Every Day Is International Translation Day—The 2018 ITD Celebration in London

“The atmosphere was fabulously buzzy as literary translators came together to celebrate their profession, learn, and mingle.”

Organized by English PEN, the International Translation Day celebration at the Free Word Centre occurred on September 28, 2018.

International Translation Day was celebrated this year at the Free Word Centre in London with an evening event on September 28. While this format was much reduced from the full day of parallel sessions conducted in previous years at the British Library, the event sold out quickly and the atmosphere was fabulously buzzy as literary translators came together to celebrate their profession, learn, and mingle.

Both sessions were chaired by Theodora Danek, Writers in Translation program manager at English PEN and the organizer of the whole event. The first panel, entitled “Three Things I’ve Learned about Translation,” included speakers Rahul Bery, Rebecca May Johnson, and Jakob Stougaard-Nielsen. The lessons in translation for Rahul Bery included becoming a translator with a capital T; because previously he didn’t earn a substantial part of his income through translation, he felt like inhabiting the profession was something he had to learn. His current position as translator in residence at the British Library raised his profile “artificially,” as he said, which was a good thing because it helped him to be more confident and forthcoming. The lesson being that “faking it until you make it” is a good way of embarking on a new career. Rahul’s second lesson was about the importance of schools and how they approach multilingual students. He has been working with EAL (English as Additional Language) students from all over the world and watching them “translate themselves into British people and students” with varying results. Rahul emphasized the importance of appreciating the variety of students’ linguistic/academic situations (for example those who speak four languages but don’t really read or write in any or those whose source culture emphasizes the importance of learning data, not skills), and of teaching them that multilingualism is an asset, not a hindrance. His last lesson was about living in a bilingual country when you’re not bilingual yourself; his children attend a Welsh school and their knowledge of that language is better than his. He’s been interested to see how they function in translation, and the family has created their own English/Welsh idiolect.

» Extracted information:
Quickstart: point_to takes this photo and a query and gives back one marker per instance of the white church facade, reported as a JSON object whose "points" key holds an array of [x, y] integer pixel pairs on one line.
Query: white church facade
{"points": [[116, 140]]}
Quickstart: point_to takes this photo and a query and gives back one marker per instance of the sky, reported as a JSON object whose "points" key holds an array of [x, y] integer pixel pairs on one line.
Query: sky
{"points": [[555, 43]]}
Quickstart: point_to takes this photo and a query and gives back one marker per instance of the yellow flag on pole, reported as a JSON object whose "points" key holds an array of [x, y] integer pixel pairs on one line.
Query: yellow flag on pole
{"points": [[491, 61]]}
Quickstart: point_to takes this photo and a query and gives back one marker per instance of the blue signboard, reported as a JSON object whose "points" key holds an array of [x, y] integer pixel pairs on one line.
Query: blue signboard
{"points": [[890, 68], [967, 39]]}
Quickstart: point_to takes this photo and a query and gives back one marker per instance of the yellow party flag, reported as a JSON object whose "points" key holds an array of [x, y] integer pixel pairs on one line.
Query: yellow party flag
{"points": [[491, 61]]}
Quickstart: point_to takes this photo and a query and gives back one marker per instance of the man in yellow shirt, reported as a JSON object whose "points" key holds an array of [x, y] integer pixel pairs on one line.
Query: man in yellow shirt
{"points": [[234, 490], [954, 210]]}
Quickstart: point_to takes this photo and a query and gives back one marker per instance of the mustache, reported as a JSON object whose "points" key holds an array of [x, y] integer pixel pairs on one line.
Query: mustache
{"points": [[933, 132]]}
--
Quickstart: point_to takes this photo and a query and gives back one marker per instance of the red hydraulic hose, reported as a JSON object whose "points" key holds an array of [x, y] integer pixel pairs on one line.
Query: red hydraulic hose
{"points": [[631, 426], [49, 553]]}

» Exercise tasks:
- a) According to the text on the 2018 International Translation Day celebration, who chaired both sessions?
- b) From the text on the 2018 International Translation Day celebration, copy the stretch from "Every Day Is" through "learn, and mingle.".

» Final results:
- a) Theodora Danek, Writers in Translation program manager at English PEN, chaired both sessions.

- b)
Every Day Is International Translation Day—The 2018 ITD Celebration in London

“The atmosphere was fabulously buzzy as literary translators came together to celebrate their profession, learn, and mingle.”

Organized by English PEN, the International Translation Day celebration at the Free Word Centre occurred on September 28, 2018.

International Translation Day was celebrated this year at the Free Word Centre in London with an evening event on September 28. While this format was much reduced from the full day of parallel sessions conducted in previous years at the British Library, the event sold out quickly and the atmosphere was fabulously buzzy as literary translators came together to celebrate their profession, learn, and mingle.